Print the records below exactly as they appear.

## Start

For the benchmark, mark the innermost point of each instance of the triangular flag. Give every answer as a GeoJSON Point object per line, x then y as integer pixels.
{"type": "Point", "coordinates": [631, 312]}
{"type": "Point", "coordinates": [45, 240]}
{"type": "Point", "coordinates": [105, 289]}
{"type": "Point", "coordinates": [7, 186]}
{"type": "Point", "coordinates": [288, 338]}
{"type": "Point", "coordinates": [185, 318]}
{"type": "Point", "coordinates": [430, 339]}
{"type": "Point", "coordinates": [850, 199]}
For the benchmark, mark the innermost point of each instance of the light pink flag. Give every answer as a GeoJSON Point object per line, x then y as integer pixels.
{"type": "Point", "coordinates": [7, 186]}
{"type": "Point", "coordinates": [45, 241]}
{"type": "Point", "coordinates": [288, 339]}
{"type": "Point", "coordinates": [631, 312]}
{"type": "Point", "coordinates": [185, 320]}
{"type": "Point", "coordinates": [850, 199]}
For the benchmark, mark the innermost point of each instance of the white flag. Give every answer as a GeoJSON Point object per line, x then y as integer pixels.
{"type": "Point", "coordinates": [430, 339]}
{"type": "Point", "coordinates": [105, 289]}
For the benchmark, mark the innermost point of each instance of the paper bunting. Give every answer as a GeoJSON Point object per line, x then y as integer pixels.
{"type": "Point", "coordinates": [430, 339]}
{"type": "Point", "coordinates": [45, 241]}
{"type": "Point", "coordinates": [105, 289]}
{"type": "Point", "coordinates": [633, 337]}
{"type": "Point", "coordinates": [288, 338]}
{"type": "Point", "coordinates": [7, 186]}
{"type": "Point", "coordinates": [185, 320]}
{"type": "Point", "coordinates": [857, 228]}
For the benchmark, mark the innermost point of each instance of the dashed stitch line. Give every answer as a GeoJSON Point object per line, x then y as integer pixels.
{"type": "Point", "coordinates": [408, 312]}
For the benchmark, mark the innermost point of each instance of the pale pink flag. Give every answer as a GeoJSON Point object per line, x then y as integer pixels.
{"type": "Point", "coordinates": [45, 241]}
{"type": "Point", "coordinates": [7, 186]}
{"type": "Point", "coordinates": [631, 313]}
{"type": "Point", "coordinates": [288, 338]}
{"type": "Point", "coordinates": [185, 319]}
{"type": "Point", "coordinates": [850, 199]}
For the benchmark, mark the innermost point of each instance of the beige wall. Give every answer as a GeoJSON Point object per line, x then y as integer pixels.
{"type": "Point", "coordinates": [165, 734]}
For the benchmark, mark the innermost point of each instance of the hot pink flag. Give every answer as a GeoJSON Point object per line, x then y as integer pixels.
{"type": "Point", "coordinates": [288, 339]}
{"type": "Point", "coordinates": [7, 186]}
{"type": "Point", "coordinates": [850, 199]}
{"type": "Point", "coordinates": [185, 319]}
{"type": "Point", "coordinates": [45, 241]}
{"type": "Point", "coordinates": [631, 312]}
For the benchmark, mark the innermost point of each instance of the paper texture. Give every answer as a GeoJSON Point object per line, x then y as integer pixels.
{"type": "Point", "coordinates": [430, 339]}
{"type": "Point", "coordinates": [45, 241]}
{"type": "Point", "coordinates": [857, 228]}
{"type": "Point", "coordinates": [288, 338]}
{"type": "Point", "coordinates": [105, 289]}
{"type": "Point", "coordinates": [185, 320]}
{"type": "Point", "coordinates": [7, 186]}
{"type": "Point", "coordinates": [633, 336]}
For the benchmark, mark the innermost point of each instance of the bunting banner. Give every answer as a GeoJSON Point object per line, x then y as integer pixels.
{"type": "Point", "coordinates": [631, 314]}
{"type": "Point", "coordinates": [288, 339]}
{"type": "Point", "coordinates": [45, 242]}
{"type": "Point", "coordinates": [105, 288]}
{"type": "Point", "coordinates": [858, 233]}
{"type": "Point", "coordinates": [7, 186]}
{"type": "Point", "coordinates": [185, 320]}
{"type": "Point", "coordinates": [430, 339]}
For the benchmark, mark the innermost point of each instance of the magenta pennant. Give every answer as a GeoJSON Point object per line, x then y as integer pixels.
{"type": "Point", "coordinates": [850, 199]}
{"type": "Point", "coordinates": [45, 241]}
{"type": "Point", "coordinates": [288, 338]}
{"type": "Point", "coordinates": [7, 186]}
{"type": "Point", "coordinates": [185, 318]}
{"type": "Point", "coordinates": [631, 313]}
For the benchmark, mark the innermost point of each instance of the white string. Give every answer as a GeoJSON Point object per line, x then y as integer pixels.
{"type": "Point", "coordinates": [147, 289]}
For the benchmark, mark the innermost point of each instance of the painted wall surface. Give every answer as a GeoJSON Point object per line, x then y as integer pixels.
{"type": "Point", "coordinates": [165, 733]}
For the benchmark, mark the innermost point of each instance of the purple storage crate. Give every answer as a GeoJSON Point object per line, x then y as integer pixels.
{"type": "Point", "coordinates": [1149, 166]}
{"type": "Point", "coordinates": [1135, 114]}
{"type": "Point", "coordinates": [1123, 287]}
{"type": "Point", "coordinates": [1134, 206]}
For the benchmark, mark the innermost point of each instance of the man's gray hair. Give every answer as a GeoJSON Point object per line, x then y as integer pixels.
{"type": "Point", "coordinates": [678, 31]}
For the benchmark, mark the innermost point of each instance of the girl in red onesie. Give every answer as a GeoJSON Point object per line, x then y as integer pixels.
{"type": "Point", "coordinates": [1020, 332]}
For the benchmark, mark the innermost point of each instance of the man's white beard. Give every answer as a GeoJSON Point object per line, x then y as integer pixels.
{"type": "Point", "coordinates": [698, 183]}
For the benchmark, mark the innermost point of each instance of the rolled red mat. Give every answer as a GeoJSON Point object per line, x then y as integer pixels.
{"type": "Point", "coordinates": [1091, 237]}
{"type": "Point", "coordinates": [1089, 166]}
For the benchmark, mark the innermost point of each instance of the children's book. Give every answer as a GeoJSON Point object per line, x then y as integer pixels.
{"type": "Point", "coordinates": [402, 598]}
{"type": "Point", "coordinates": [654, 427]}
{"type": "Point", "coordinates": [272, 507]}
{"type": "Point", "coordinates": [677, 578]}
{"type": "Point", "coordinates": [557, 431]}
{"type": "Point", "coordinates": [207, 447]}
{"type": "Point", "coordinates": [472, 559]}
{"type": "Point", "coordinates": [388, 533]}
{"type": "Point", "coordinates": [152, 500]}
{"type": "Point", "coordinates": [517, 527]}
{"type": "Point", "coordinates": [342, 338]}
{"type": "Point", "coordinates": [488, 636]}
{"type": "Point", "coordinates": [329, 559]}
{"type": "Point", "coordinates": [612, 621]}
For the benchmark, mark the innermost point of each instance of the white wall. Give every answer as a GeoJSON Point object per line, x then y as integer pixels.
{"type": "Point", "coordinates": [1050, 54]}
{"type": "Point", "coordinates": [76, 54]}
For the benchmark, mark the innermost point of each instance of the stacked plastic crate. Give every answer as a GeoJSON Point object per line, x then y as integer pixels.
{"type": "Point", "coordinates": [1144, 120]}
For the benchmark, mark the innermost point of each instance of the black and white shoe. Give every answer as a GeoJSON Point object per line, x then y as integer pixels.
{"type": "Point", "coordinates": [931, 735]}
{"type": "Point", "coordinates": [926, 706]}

## End

* **Task response**:
For the benchmark, mark the innermost point of each instance of the triangular flag. Give every answer as a GeoJSON Point object per line, x then y as integer pixels.
{"type": "Point", "coordinates": [631, 312]}
{"type": "Point", "coordinates": [45, 240]}
{"type": "Point", "coordinates": [105, 289]}
{"type": "Point", "coordinates": [7, 186]}
{"type": "Point", "coordinates": [288, 338]}
{"type": "Point", "coordinates": [185, 318]}
{"type": "Point", "coordinates": [430, 339]}
{"type": "Point", "coordinates": [850, 199]}
For the benchmark, mark the innermost point of each instance of the light pink flag. Give every answer as a GeoJSON Point object per line, x then y as integer pixels.
{"type": "Point", "coordinates": [7, 186]}
{"type": "Point", "coordinates": [45, 241]}
{"type": "Point", "coordinates": [288, 339]}
{"type": "Point", "coordinates": [631, 312]}
{"type": "Point", "coordinates": [185, 320]}
{"type": "Point", "coordinates": [850, 199]}
For the benchmark, mark the innermost point of each instance of the white flag. Give every answer as a GeoJSON Point object per line, x then y as integer pixels.
{"type": "Point", "coordinates": [430, 339]}
{"type": "Point", "coordinates": [105, 289]}
For the benchmark, mark the innermost point of each instance of the paper bunting. Give every answer as a GeoJSON Point object per line, x then y as integer pixels.
{"type": "Point", "coordinates": [430, 339]}
{"type": "Point", "coordinates": [45, 241]}
{"type": "Point", "coordinates": [105, 289]}
{"type": "Point", "coordinates": [633, 337]}
{"type": "Point", "coordinates": [288, 338]}
{"type": "Point", "coordinates": [7, 186]}
{"type": "Point", "coordinates": [185, 320]}
{"type": "Point", "coordinates": [857, 228]}
For the benchmark, mark the innermost point of each instance of the dashed stitch line. Give every answer as a GeoJSON Point object per line, x then y as integer pixels.
{"type": "Point", "coordinates": [408, 312]}
For the benchmark, mark the innermost point of each instance of the pale pink flag. Give every answer as a GeoJSON Point object per line, x then y as integer pixels.
{"type": "Point", "coordinates": [45, 241]}
{"type": "Point", "coordinates": [7, 186]}
{"type": "Point", "coordinates": [631, 313]}
{"type": "Point", "coordinates": [288, 338]}
{"type": "Point", "coordinates": [185, 319]}
{"type": "Point", "coordinates": [850, 199]}
For the benchmark, mark the innermost point of each instance of the beige wall. Give every answer as a GeoJSON Point object per line, x then y as integer pixels.
{"type": "Point", "coordinates": [165, 734]}
For the benchmark, mark the innermost point of each instance of the hot pink flag. Give every answer as a GeoJSON Point object per line, x then y as integer pixels.
{"type": "Point", "coordinates": [288, 339]}
{"type": "Point", "coordinates": [7, 186]}
{"type": "Point", "coordinates": [850, 199]}
{"type": "Point", "coordinates": [185, 319]}
{"type": "Point", "coordinates": [45, 241]}
{"type": "Point", "coordinates": [631, 312]}
For the benchmark, mark the innermost point of each instance of the paper texture. Give every answer as a GeoJSON Point object per line, x then y as integer pixels.
{"type": "Point", "coordinates": [430, 339]}
{"type": "Point", "coordinates": [45, 241]}
{"type": "Point", "coordinates": [857, 228]}
{"type": "Point", "coordinates": [288, 338]}
{"type": "Point", "coordinates": [105, 289]}
{"type": "Point", "coordinates": [185, 320]}
{"type": "Point", "coordinates": [7, 186]}
{"type": "Point", "coordinates": [633, 336]}
For the benchmark, mark the innermost point of each instance of the bunting banner. Give every answer as a GeoJSON Point object per line, x then y as integer pixels.
{"type": "Point", "coordinates": [631, 314]}
{"type": "Point", "coordinates": [288, 339]}
{"type": "Point", "coordinates": [45, 242]}
{"type": "Point", "coordinates": [105, 288]}
{"type": "Point", "coordinates": [858, 233]}
{"type": "Point", "coordinates": [7, 186]}
{"type": "Point", "coordinates": [185, 320]}
{"type": "Point", "coordinates": [430, 339]}
For the benchmark, mark the innermost point of each instance of the magenta pennant. Give every answer as a GeoJSON Point object per line, x then y as integer pixels.
{"type": "Point", "coordinates": [850, 199]}
{"type": "Point", "coordinates": [45, 241]}
{"type": "Point", "coordinates": [288, 338]}
{"type": "Point", "coordinates": [7, 186]}
{"type": "Point", "coordinates": [185, 318]}
{"type": "Point", "coordinates": [631, 313]}
For the benchmark, mark the innermost point of each instance of the white string. Give every answer as a GeoJSON Point object per line, x then y as integer pixels.
{"type": "Point", "coordinates": [147, 289]}
For the benchmark, mark the innermost point of each instance of the painted wall surface. Give every answer as a GeoJSON Point object per line, x then y as integer pixels.
{"type": "Point", "coordinates": [165, 733]}
For the benchmark, mark the innermost point of each instance of the purple storage crate. Give every answer as a GeoJSON Point object per line, x then y as integer pixels.
{"type": "Point", "coordinates": [1149, 166]}
{"type": "Point", "coordinates": [1135, 114]}
{"type": "Point", "coordinates": [1123, 287]}
{"type": "Point", "coordinates": [1134, 206]}
For the benchmark, mark the innermost point of each instance of the man's gray hair. Give every answer as a GeoJSON Point object per line, x then y as integer pixels.
{"type": "Point", "coordinates": [678, 31]}
For the benchmark, mark the innermost point of each instance of the girl in red onesie. Give every answer as a GeoJSON Point object per line, x then y as integer pixels.
{"type": "Point", "coordinates": [1020, 332]}
For the benchmark, mark the innermost point of each instance of the man's white beard. Give every answer as a GeoJSON Point object per line, x then y as integer pixels.
{"type": "Point", "coordinates": [698, 183]}
For the benchmark, mark the innermost point of each instance of the rolled red mat. Give every answer as a GeoJSON Point object per line, x then y as integer pixels.
{"type": "Point", "coordinates": [1091, 237]}
{"type": "Point", "coordinates": [1089, 166]}
For the benchmark, mark the innermost point of each instance of the children's book. Give every answer as a GeoJSON Point object per line, x then y as integer pixels.
{"type": "Point", "coordinates": [402, 598]}
{"type": "Point", "coordinates": [654, 427]}
{"type": "Point", "coordinates": [272, 507]}
{"type": "Point", "coordinates": [677, 578]}
{"type": "Point", "coordinates": [557, 431]}
{"type": "Point", "coordinates": [207, 447]}
{"type": "Point", "coordinates": [472, 559]}
{"type": "Point", "coordinates": [388, 533]}
{"type": "Point", "coordinates": [152, 500]}
{"type": "Point", "coordinates": [517, 527]}
{"type": "Point", "coordinates": [342, 338]}
{"type": "Point", "coordinates": [488, 636]}
{"type": "Point", "coordinates": [329, 559]}
{"type": "Point", "coordinates": [612, 621]}
For the benchmark, mark the innermost point of each instance of the white wall. Give every answer as a GeoJSON Point object per line, x then y as integer pixels.
{"type": "Point", "coordinates": [1050, 54]}
{"type": "Point", "coordinates": [76, 54]}
For the benchmark, mark the innermost point of each instance of the stacked plastic crate. Give every answer as a GeoJSON Point object per line, x then y as integer pixels.
{"type": "Point", "coordinates": [1144, 120]}
For the benchmark, mark the innermost point of each instance of the black and white shoe. Give every answer as a GeoJSON Point object per line, x then y as integer pixels.
{"type": "Point", "coordinates": [931, 735]}
{"type": "Point", "coordinates": [926, 706]}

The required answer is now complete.